# Exercise material
==================================================
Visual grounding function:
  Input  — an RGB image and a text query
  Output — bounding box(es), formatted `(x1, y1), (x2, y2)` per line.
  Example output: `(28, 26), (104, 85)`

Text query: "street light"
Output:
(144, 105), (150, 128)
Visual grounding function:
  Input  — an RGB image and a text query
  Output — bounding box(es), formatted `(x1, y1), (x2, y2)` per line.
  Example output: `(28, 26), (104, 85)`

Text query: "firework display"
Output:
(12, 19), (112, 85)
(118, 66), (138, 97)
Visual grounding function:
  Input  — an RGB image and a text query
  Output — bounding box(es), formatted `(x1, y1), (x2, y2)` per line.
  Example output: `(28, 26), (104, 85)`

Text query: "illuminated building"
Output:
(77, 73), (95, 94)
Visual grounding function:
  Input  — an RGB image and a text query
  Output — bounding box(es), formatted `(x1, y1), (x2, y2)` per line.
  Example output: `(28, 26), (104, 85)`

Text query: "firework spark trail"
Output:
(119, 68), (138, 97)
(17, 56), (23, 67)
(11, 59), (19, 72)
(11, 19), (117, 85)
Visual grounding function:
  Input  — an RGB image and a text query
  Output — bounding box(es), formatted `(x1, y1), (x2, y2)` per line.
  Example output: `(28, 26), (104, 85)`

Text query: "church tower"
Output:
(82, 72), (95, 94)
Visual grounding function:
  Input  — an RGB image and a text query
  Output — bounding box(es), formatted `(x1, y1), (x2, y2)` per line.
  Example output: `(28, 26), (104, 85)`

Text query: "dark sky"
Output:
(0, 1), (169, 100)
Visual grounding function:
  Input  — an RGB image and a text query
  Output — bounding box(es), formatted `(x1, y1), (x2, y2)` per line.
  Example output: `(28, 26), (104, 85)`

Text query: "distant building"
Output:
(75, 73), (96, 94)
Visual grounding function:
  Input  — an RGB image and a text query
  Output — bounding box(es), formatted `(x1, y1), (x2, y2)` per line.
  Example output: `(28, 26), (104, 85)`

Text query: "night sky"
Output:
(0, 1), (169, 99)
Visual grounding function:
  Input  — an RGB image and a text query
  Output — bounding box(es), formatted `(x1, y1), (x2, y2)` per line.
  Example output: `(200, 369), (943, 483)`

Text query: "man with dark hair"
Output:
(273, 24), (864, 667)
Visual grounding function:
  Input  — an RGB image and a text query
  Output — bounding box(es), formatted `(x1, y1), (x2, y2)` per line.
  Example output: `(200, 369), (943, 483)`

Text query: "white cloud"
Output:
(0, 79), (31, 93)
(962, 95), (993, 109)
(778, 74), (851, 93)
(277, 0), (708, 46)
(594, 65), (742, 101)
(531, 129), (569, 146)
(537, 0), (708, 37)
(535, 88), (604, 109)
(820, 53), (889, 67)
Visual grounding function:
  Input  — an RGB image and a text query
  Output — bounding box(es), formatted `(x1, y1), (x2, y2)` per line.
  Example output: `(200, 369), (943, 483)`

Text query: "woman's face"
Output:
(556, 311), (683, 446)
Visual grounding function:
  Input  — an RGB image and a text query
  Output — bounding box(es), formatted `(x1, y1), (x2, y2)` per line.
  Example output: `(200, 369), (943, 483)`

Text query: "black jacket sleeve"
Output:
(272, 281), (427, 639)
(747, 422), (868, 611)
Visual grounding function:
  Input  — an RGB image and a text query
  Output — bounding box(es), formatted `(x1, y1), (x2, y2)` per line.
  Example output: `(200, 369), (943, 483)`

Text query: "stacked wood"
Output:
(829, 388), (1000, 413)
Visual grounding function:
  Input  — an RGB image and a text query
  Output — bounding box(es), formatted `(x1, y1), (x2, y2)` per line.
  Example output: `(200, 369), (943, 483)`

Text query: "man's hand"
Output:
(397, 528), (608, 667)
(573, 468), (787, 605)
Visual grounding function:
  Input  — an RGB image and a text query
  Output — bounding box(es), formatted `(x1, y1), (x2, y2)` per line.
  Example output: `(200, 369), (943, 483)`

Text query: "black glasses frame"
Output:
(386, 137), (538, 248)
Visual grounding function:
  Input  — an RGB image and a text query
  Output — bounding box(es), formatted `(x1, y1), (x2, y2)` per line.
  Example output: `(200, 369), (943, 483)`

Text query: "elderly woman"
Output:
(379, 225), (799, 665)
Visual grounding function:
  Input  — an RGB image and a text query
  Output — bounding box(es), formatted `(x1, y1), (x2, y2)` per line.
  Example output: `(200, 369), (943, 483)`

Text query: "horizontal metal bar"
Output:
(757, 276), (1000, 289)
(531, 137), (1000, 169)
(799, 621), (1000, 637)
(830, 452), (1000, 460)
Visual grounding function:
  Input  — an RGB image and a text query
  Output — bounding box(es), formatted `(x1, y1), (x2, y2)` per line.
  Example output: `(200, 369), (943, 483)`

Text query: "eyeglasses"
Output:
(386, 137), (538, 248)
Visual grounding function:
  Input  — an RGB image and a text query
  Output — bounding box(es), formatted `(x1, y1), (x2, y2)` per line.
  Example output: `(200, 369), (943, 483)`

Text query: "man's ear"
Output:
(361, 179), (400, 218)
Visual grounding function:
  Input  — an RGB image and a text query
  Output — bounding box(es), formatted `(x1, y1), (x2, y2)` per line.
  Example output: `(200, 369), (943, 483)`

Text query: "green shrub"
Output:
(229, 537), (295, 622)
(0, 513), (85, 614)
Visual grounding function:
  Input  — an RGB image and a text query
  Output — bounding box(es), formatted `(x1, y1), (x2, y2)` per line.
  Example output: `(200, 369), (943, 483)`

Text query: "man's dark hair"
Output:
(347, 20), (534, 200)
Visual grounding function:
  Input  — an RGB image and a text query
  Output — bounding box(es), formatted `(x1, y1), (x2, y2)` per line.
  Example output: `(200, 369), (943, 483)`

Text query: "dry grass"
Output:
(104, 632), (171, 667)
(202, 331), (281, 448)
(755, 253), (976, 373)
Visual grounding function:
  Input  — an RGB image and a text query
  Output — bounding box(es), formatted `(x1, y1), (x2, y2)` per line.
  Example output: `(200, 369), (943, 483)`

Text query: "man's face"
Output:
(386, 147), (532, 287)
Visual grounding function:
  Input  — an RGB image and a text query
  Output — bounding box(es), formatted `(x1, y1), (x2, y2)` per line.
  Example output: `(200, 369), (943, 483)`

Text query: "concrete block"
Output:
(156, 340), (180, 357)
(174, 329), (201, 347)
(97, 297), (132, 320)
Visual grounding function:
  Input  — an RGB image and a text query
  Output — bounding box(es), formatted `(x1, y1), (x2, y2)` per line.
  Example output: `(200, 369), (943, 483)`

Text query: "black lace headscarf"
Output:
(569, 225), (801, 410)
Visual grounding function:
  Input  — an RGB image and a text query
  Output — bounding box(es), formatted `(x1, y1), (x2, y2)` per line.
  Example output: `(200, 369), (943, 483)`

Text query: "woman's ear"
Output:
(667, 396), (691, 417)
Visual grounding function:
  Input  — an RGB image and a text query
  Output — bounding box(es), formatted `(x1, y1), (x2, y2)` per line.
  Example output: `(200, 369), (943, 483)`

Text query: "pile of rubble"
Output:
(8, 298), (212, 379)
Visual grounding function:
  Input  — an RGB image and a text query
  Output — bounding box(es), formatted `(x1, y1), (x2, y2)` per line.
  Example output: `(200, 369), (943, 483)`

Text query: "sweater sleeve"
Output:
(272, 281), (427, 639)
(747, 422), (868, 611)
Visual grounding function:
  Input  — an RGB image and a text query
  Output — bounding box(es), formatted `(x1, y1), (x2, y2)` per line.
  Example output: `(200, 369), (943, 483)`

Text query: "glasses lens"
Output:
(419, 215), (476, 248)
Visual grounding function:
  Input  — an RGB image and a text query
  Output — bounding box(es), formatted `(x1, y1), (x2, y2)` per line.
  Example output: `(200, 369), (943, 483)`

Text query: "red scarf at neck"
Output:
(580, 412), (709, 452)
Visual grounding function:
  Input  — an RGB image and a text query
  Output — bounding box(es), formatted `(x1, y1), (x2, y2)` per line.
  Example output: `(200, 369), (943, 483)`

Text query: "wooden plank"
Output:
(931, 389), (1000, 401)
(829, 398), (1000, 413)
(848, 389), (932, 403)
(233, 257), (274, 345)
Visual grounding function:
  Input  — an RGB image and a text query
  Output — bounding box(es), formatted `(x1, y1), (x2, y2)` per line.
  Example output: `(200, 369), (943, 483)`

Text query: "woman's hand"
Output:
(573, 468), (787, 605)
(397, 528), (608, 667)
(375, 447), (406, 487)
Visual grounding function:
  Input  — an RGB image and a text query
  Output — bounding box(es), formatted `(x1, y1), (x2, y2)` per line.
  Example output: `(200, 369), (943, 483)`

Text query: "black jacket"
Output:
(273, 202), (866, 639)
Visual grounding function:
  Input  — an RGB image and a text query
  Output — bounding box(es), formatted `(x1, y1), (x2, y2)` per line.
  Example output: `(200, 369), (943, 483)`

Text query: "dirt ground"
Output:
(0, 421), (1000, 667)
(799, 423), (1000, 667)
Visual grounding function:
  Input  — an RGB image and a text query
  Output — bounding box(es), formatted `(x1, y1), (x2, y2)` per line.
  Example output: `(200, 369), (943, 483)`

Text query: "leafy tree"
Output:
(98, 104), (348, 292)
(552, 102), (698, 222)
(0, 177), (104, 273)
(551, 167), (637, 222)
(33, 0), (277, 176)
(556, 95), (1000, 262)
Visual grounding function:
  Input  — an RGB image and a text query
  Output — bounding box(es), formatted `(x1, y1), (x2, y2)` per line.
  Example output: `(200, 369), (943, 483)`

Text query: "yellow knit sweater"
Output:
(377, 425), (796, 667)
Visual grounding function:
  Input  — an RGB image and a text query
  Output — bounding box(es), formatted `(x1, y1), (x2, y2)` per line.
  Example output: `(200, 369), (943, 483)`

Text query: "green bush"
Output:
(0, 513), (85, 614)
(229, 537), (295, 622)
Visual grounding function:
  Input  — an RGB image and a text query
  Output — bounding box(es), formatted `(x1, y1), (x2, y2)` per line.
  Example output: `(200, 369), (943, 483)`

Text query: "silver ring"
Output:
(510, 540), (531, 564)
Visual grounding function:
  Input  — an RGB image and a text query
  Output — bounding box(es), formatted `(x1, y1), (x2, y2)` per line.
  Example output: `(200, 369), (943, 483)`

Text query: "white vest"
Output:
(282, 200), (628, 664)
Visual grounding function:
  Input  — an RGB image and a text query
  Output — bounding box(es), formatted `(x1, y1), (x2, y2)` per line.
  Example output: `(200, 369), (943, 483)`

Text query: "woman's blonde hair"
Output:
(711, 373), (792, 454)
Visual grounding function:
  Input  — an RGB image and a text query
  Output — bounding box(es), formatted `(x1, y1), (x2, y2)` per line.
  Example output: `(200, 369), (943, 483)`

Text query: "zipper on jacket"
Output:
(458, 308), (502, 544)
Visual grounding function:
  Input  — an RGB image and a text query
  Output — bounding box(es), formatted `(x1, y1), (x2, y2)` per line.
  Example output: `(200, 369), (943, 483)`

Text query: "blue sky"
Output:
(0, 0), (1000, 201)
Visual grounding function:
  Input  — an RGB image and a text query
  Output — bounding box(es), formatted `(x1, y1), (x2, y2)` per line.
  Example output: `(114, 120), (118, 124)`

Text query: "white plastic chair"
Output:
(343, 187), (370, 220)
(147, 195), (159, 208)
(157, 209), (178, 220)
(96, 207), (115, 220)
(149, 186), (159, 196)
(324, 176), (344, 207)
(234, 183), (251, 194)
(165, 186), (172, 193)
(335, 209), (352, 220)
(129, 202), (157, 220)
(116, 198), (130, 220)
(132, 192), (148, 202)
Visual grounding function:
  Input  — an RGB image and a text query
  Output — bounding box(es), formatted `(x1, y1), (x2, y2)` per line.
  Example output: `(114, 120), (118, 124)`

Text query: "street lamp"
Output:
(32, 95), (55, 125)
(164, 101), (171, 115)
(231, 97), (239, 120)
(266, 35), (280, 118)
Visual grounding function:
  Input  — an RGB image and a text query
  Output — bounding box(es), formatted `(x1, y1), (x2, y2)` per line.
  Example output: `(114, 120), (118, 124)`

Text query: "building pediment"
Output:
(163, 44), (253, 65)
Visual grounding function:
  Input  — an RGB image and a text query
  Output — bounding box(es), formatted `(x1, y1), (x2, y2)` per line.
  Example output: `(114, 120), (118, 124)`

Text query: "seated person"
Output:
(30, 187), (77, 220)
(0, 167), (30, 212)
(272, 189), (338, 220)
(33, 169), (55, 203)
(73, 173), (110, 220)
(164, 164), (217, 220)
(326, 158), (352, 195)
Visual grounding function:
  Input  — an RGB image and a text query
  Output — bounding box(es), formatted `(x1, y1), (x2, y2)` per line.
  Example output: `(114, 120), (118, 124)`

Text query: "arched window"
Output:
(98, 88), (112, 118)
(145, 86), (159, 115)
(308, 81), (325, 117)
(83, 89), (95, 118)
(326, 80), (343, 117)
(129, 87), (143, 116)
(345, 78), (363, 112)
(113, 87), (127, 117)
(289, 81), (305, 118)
==================================================
# Directive
Copy the rows word for word, from the very start through the line containing "(0, 1), (169, 100)".

# Task result
Visual grounding function:
  Input  — an RGB image and a text query
  Output — bounding box(es), formatted `(x1, y1), (x2, y2)` per line.
  Example output: `(28, 26), (104, 85)`

Text query: "street light"
Output:
(144, 105), (150, 128)
Visual grounding function:
  Input  — an RGB image and a text query
  Output — bounding box(es), formatted `(x1, y1), (x2, y2)` per line.
  Example output: `(28, 26), (104, 85)`

Text query: "firework display"
Output:
(12, 19), (112, 85)
(118, 66), (138, 97)
Visual grounding function:
  Input  — an RGB image and a text query
  Output — bounding box(es), formatted `(x1, y1), (x2, y2)` per line.
  Example output: `(28, 26), (104, 85)`

Text query: "illuminated building"
Output:
(77, 73), (95, 94)
Visual grounding function:
  Input  — an RGB image and a text query
  Output — bounding box(es), formatted `(x1, y1), (x2, y2)` per line.
  Example output: `(28, 26), (104, 85)`

Text query: "firework spark trail"
Output:
(119, 68), (138, 97)
(17, 56), (23, 67)
(11, 59), (19, 72)
(11, 19), (117, 85)
Visual grounding function:
  Input  — an RGB image and a text query
  Output — bounding box(es), formatted `(x1, y1), (x2, y2)` per line.
  Example output: `(28, 26), (104, 85)`

Text query: "church tower"
Output:
(82, 72), (95, 94)
Visual grounding function:
  Input  — an RGB image and a text query
  Output — bounding box(es), formatted `(x1, y1), (x2, y2)` per line.
  Example output: `(28, 26), (104, 85)`

Text query: "dark sky"
Output:
(0, 1), (169, 100)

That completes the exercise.